▸ **Supplied text**:
::::::

While cigarette companies no longer advertise on TV or in print, and a tobacco settlement in 1998 compensated states for some of the medical costs related to smoking-related illnesses and funded anti-smoking advocacy, these efforts fall short.
About 18% of American adults are active smokers, and smoking is increasing in teens and young adults. In California, the prevalence has been lower than the national average; in the Valley, though, rates are higher than in the rest of California.
The tobacco companies continue to be very resourceful and one of their new targets has been to promote e-cigarette use, which delivers high doses of nicotine and other potentially toxic chemicals in the guise of aromatically flavored vapors. E-cigarettes are not regulated by the FDA and their use is increasing.
Why has society become so complacent about smoking and its detrimental effects? Perhaps, even more disturbing to me is why has the medical community allowed this to continue and not made abolition of cigarettes a prime focus?
We spend billions of dollars yearly on the prevention and treatment of heart disease and other tobacco-related diseases. In cardiology, tomes are written about how to identify those at risk for heart attack and sudden cardiac death — particularly in individuals without a prior history of heart disease.
There are multiple potential solutions suggested. Among them: The earlier use of various medications, including cholesterol lowering drugs in those potentially susceptible, or utilizing various non-invasive methods for identifying the presence of early atherosclerosis which is the precursor of the process that ultimately causes heart attacks and strokes. Those identified can then be treated appropriately.
But how can we effect real change that is long lasting?
The easiest method for significantly reducing these serious diseases that are tobacco-related would be to make cigarettes, over time, economically unaffordable with tax increases on tobacco.
While the logistics of such a strategy are beyond the scope of this opinion, federal legislation along with appropriate compensation of tobacco farmers should be enacted by Congress and signed into law.
This strategy of gradually increasing cigarette prices has worked in the past in reducing consumption but has never been taken to the extreme. According to the American Heart Association, between the early 1980s and 2011, cigarette prices increased over 250%, reducing sales by over 50% in 2011.
This strategy would also decrease cancer and chronic lung disease and would reduce the enormous economic burden related to the direct medical costs and lost productivity from smoking.
I realize that this strategy might not apply to all current smokers addicted to nicotine although it should be a powerful incentive to quit. However, it should dissuade young people contemplating or beginning to smoke and those adult smokers not yet addicted.
We require drastic measures to end this epidemic. I would hope that this effort would be embraced by the entire medical community and that our representatives in Congress be inundated with requests to support such a proposal.
Enough is enough! Tobacco must be stopped.

::::::

▸ **Work order A**: In the opinion piece on smoking, transcribe the passage between "This strategy of" and "productivity from smoking.", inclusive.
▸ **Work order B**:
Answer these questions from the opinion piece on smoking:
(i) About what percentage of American adults are active smokers?
(ii) Which agency does not regulate e-cigarettes?
(iii) According to the American Heart Association, by how much did cigarette prices increase between the early 1980s and 2011?
▸ **Work order C**:
Does each statement agree with the opinion piece on smoking?
(i) Smoking rates in the Valley are lower than in the rest of California.
(ii) The tobacco settlement took place in 1998.
(iii) The piece lays out the logistics of its tax strategy in detail.

::::::

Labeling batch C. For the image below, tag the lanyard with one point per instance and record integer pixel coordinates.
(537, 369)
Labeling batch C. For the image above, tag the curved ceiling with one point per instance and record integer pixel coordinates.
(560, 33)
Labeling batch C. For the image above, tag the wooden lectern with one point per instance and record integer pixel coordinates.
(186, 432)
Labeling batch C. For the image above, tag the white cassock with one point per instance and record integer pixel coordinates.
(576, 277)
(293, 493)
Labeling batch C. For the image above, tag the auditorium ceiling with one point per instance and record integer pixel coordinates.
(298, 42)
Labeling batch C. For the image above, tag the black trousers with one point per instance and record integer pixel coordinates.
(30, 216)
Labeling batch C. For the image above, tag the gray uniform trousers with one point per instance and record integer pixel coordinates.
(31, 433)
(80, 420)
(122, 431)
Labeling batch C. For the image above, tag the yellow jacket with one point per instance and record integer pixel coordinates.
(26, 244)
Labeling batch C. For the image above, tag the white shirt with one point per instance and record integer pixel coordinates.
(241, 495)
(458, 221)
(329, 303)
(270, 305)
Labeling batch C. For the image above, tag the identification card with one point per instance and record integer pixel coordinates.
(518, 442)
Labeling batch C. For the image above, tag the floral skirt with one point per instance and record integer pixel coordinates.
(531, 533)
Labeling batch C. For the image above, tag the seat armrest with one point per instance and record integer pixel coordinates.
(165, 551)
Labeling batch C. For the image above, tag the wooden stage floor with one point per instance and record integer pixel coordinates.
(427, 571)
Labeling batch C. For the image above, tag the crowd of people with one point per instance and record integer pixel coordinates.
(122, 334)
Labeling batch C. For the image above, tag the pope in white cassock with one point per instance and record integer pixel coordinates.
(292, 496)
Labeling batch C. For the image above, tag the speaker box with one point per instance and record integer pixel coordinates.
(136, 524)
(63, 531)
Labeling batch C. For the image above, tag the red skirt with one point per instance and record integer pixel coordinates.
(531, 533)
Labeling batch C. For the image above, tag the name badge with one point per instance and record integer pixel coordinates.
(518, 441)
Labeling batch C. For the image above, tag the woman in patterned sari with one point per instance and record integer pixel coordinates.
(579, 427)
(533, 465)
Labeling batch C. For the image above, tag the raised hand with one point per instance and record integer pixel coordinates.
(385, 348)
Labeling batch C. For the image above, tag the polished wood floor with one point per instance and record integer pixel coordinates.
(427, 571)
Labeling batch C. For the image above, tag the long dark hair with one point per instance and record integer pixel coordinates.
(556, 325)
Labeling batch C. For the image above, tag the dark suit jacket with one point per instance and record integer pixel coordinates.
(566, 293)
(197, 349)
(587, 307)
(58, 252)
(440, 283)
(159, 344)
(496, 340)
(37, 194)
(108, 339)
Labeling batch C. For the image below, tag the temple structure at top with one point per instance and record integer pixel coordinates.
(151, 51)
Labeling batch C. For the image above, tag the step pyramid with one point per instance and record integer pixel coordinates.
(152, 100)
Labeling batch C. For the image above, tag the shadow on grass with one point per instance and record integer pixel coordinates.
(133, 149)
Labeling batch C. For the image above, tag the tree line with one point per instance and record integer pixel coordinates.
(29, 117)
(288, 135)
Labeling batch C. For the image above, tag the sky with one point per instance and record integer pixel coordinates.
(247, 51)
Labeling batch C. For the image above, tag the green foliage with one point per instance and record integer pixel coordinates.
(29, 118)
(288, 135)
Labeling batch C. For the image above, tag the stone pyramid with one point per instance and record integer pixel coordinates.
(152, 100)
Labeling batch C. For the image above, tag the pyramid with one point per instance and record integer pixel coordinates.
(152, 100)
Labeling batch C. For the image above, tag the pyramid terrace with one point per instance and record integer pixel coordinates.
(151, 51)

::::::

▸ **Final answer A**:
This strategy of gradually increasing cigarette prices has worked in the past in reducing consumption but has never been taken to the extreme. According to the American Heart Association, between the early 1980s and 2011, cigarette prices increased over 250%, reducing sales by over 50% in 2011.
This strategy would also decrease cancer and chronic lung disease and would reduce the enormous economic burden related to the direct medical costs and lost productivity from smoking.

▸ **Final answer B**:
(i) About 18%
(ii) The FDA
(iii) Over 250%

▸ **Final answer C**:
(i) No: "in the Valley, though, rates are higher than in the rest of California."
(ii) Yes: "a tobacco settlement in 1998 compensated states for some of the medical costs related to smoking-related illnesses"
(iii) No: "the logistics of such a strategy are beyond the scope of this opinion"